## [Records supplied]

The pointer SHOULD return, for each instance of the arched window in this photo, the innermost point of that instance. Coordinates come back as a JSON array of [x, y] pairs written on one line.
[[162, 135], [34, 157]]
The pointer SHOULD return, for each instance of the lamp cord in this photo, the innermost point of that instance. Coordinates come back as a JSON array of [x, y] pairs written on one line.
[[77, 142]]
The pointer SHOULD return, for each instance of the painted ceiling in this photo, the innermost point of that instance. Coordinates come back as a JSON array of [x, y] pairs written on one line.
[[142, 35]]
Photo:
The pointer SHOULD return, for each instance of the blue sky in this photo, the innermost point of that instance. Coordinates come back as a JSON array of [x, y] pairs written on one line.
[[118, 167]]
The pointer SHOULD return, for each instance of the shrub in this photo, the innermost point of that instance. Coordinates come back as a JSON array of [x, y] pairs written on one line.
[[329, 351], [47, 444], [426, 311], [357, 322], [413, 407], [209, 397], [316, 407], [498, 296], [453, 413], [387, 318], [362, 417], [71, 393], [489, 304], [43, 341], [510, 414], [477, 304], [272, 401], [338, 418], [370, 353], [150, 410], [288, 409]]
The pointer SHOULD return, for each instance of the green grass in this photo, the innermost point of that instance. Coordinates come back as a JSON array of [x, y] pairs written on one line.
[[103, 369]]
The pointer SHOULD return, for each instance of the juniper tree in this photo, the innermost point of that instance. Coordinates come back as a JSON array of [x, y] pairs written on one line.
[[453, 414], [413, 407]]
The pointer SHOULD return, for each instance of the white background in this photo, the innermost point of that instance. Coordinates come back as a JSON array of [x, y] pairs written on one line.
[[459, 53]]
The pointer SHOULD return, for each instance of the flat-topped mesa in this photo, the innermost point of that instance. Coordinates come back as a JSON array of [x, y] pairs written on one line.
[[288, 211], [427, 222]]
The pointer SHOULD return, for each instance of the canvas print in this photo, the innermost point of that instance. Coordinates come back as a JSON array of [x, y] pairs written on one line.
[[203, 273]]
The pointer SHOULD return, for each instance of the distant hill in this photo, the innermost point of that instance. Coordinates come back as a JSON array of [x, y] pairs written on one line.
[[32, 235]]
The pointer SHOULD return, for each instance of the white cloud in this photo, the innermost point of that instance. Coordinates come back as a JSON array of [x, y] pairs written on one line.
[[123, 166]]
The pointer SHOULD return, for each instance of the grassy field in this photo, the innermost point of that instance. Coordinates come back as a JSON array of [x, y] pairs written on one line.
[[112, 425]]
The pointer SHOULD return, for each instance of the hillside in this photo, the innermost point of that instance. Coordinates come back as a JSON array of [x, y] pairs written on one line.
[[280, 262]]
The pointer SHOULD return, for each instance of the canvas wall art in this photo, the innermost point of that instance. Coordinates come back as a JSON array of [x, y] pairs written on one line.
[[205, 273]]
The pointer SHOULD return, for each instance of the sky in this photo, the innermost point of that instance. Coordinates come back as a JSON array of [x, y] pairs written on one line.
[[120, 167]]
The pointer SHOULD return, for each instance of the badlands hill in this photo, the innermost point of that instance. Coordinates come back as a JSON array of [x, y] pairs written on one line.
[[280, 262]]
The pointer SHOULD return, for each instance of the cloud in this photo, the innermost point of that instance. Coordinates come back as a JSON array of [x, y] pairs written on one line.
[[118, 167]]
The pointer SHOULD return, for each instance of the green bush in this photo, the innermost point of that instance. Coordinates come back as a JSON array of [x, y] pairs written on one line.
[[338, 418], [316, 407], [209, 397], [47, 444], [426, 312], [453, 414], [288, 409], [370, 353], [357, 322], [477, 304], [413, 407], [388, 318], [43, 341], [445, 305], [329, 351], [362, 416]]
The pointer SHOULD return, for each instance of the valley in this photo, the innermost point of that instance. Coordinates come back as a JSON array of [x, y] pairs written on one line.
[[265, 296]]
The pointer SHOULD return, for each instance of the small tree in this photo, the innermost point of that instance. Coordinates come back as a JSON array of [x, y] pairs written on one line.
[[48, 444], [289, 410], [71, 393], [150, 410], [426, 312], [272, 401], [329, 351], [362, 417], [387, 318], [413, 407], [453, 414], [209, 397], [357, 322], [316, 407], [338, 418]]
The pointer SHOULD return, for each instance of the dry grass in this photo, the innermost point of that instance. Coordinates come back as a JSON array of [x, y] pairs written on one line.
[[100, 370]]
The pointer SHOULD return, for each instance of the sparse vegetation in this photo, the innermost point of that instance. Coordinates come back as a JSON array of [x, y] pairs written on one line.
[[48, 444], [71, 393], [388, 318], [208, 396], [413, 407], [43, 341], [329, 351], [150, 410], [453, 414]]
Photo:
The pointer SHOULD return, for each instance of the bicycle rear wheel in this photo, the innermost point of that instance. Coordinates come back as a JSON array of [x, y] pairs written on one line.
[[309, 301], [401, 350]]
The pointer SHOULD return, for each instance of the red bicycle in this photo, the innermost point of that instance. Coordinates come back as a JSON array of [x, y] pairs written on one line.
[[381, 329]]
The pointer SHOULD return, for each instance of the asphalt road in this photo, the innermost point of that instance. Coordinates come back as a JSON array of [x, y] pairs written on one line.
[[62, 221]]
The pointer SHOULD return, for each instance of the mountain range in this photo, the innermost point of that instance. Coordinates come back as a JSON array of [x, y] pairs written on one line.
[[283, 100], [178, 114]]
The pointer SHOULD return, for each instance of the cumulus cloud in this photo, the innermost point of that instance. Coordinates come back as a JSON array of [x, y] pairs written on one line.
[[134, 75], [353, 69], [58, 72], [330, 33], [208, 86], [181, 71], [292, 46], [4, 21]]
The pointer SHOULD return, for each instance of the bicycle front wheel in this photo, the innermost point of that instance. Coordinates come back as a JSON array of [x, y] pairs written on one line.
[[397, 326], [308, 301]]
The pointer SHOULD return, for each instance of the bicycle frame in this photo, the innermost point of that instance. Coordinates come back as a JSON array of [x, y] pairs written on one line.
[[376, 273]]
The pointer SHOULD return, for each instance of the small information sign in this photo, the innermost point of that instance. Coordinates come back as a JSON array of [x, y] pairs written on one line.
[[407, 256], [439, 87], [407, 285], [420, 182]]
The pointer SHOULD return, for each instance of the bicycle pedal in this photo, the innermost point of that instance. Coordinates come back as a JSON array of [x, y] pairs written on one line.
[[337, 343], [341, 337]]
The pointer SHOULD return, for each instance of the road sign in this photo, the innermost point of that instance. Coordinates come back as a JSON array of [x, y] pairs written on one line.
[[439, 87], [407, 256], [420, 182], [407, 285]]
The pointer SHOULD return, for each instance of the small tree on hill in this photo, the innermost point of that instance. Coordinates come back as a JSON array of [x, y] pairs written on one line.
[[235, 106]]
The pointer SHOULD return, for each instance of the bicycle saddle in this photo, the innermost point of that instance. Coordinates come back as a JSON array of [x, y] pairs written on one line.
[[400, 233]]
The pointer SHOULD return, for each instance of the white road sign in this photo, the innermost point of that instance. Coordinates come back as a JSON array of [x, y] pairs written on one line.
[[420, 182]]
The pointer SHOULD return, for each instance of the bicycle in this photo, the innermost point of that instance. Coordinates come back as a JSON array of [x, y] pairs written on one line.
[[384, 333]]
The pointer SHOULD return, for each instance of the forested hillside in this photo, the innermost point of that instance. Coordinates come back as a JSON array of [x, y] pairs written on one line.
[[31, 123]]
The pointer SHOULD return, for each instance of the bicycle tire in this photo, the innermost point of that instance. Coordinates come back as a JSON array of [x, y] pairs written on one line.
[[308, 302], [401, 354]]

## [What is expected]
Arrange every line of the material above as a Markdown table with the columns Row and Line, numbering the rows and leaving out blank lines.

## [Exercise solution]
| Row | Line |
|---|---|
| 1 | The pointer SHOULD return, for each instance of the arched window in this photo, the innermost point of that instance. Coordinates come back as a JSON array of [x, y] pairs written on one line. |
| 2 | [[162, 135], [34, 157]] |
| 3 | The pointer SHOULD return, for each instance of the lamp cord in this photo, the innermost point of that instance. Coordinates come back as a JSON array of [x, y] pairs written on one line. |
| 4 | [[77, 142]] |
| 5 | The pointer SHOULD return, for each instance of the painted ceiling in this photo, the innermost point of that instance. Coordinates come back as a JSON array of [x, y] pairs written on one line. |
| 6 | [[142, 35]] |
| 7 | Photo: |
| 8 | The pointer SHOULD return, for each instance of the blue sky in this photo, the innermost point of that instance. Coordinates come back as a JSON array of [x, y] pairs written on one line. |
| 9 | [[118, 167]] |
| 10 | The pointer SHOULD return, for each instance of the shrub in this photo, the innermost point of that instance. Coordinates come back as a JSON array of [x, y] pairs written on one line. |
| 11 | [[329, 351], [47, 444], [426, 311], [357, 322], [413, 407], [209, 397], [316, 407], [498, 296], [453, 413], [387, 318], [362, 417], [71, 393], [489, 304], [43, 341], [510, 414], [477, 304], [272, 401], [338, 418], [370, 353], [150, 410], [288, 409]] |
| 12 | The pointer SHOULD return, for each instance of the green grass in this photo, the innermost point of that instance. Coordinates come back as a JSON array of [x, y] pairs written on one line. |
| 13 | [[103, 369]] |
| 14 | The pointer SHOULD return, for each instance of the juniper tree in this photo, the innermost point of that instance. Coordinates come back as a JSON array of [x, y] pairs written on one line. |
| 15 | [[453, 414], [413, 407]] |
| 16 | The pointer SHOULD return, for each instance of the white background in this photo, the innermost point of that instance. Coordinates come back as a JSON array of [x, y] pairs written on one line. |
| 17 | [[459, 53]] |
| 18 | The pointer SHOULD return, for each instance of the flat-topped mesa in this photo, the innermost point of that instance. Coordinates come back as a JSON array of [x, y] pairs written on one line. |
| 19 | [[288, 211], [427, 222]] |
| 20 | The pointer SHOULD return, for each instance of the canvas print in this photo, the innermost point of that instance. Coordinates come back as a JSON array of [x, y] pairs written on one line. |
| 21 | [[203, 273]] |
| 22 | The pointer SHOULD return, for each instance of the distant hill in this photo, the innermost point of that instance. Coordinates come back as a JSON array of [x, y] pairs written on one line. |
| 23 | [[32, 235]] |
| 24 | The pointer SHOULD return, for each instance of the white cloud in this photo, the innermost point of that instance. Coordinates come back as a JSON array of [x, y] pairs written on one line. |
| 25 | [[123, 166]] |
| 26 | The pointer SHOULD return, for each instance of the grassy field in this photo, the innermost point of that instance. Coordinates come back as a JSON array of [x, y] pairs written on one line. |
| 27 | [[112, 425]] |
| 28 | The pointer SHOULD return, for each instance of the hillside in this photo, the innermost point of that instance. Coordinates come back as a JSON array of [x, y] pairs written on one line. |
| 29 | [[280, 262]] |
| 30 | The pointer SHOULD return, for each instance of the canvas wall art in this photo, the innermost point of that instance. Coordinates come back as a JSON array of [x, y] pairs written on one line. |
| 31 | [[205, 273]] |
| 32 | The pointer SHOULD return, for each instance of the sky in this photo, the innermost point of that instance. Coordinates come back as a JSON array of [x, y] pairs written on one line. |
| 33 | [[120, 167]] |
| 34 | The pointer SHOULD return, for each instance of the badlands hill in this photo, the innermost point of that instance. Coordinates come back as a JSON array of [x, y] pairs written on one line. |
| 35 | [[280, 262]] |
| 36 | The pointer SHOULD return, for each instance of the cloud in this photo, the innermost point of that instance. Coordinates come back as a JSON array of [x, y] pairs written on one line. |
| 37 | [[118, 167]] |
| 38 | The pointer SHOULD return, for each instance of the green bush in this photo, the innermost point of that instance. Coordinates come back as a JSON array of [x, y] pairs written on one line. |
| 39 | [[338, 418], [316, 407], [209, 397], [47, 444], [426, 312], [453, 414], [288, 409], [370, 353], [357, 322], [477, 304], [413, 407], [388, 318], [43, 341], [445, 305], [329, 351], [362, 416]] |
| 40 | The pointer SHOULD return, for each instance of the valley in this photo, the innermost point of that instance. Coordinates come back as a JSON array of [x, y] pairs written on one line. |
| 41 | [[265, 296]] |
| 42 | The pointer SHOULD return, for each instance of the small tree in this photo, the innermost point of that instance. Coordinates come back as a JSON array of [x, y] pairs written on one line. |
| 43 | [[48, 444], [289, 410], [71, 393], [150, 410], [426, 312], [272, 401], [329, 351], [362, 417], [387, 318], [413, 407], [453, 414], [209, 397], [357, 322], [316, 407], [338, 418]] |
| 44 | The pointer SHOULD return, for each instance of the dry grass in this photo, the innermost point of that instance. Coordinates come back as a JSON array of [x, y] pairs written on one line. |
| 45 | [[100, 370]] |
| 46 | The pointer SHOULD return, for each instance of the sparse vegetation in this photo, the innermost point of that instance. Coordinates come back as a JSON array of [x, y] pairs written on one line. |
| 47 | [[48, 444], [71, 393], [388, 318], [208, 396], [413, 407], [43, 341], [329, 351], [150, 410], [453, 414]] |
| 48 | Photo: |
| 49 | The pointer SHOULD return, for each instance of the bicycle rear wheel in this photo, the innermost point of that instance. Coordinates come back as a JSON array of [x, y] pairs written on one line. |
| 50 | [[309, 301], [401, 350]] |
| 51 | The pointer SHOULD return, for each instance of the red bicycle in this photo, the innermost point of that instance. Coordinates come back as a JSON array of [x, y] pairs written on one line. |
| 52 | [[381, 329]] |
| 53 | The pointer SHOULD return, for each instance of the asphalt road in this photo, the innermost point of that instance. Coordinates come back as a JSON array of [x, y] pairs written on one line. |
| 54 | [[62, 221]] |
| 55 | The pointer SHOULD return, for each instance of the mountain range in this photo, the innermost point of that instance. Coordinates come back as a JSON array of [x, y] pairs written on one line. |
| 56 | [[283, 100], [178, 114]] |
| 57 | The pointer SHOULD return, for each instance of the cumulus cloud in this photo, the innermost point of that instance. Coordinates come back as a JSON array of [x, y] pairs written on one line. |
| 58 | [[134, 75], [353, 69], [58, 72], [330, 33], [208, 86], [181, 71], [292, 46], [4, 21]] |
| 59 | The pointer SHOULD return, for each instance of the bicycle front wheel in this photo, the innermost point of that instance. Coordinates come back as a JSON array of [x, y] pairs written on one line. |
| 60 | [[397, 326], [308, 301]] |
| 61 | The pointer SHOULD return, for each instance of the bicycle frame in this photo, the innermost point of that instance. Coordinates come back as a JSON array of [x, y] pairs written on one line. |
| 62 | [[376, 273]] |
| 63 | The pointer SHOULD return, for each instance of the small information sign in this photo, the innermost point of that instance. Coordinates come back as a JSON array of [x, y] pairs written on one line. |
| 64 | [[407, 256], [439, 87], [407, 285], [420, 182]] |
| 65 | The pointer SHOULD return, for each instance of the bicycle pedal in this photo, the innermost point of that instance. Coordinates come back as a JSON array of [x, y] pairs written on one line. |
| 66 | [[337, 343], [341, 337]] |
| 67 | The pointer SHOULD return, for each instance of the road sign in this photo, the innermost point of that instance. Coordinates come back as a JSON array of [x, y] pairs written on one line. |
| 68 | [[439, 87], [407, 256], [420, 182], [407, 285]] |
| 69 | The pointer SHOULD return, for each instance of the small tree on hill in this photo, the innermost point of that instance. Coordinates come back as a JSON array of [x, y] pairs written on one line. |
| 70 | [[235, 106]] |
| 71 | The pointer SHOULD return, for each instance of the bicycle saddle in this photo, the innermost point of that instance. Coordinates come back as a JSON array of [x, y] pairs written on one line. |
| 72 | [[400, 233]] |
| 73 | The pointer SHOULD return, for each instance of the white road sign in this photo, the innermost point of that instance. Coordinates come back as a JSON array of [x, y] pairs written on one line. |
| 74 | [[420, 182]] |
| 75 | The pointer SHOULD return, for each instance of the bicycle in this photo, the innermost point of that instance. Coordinates come back as a JSON array of [x, y] pairs written on one line. |
| 76 | [[384, 333]] |
| 77 | The pointer SHOULD return, for each instance of the forested hillside in this photo, the innermost point of that instance. Coordinates come back as a JSON array of [x, y] pairs written on one line. |
| 78 | [[31, 123]] |
| 79 | The pointer SHOULD return, for each instance of the bicycle tire in this photo, the innermost point of that instance. Coordinates come back as a JSON array of [x, y] pairs written on one line. |
| 80 | [[308, 302], [401, 354]] |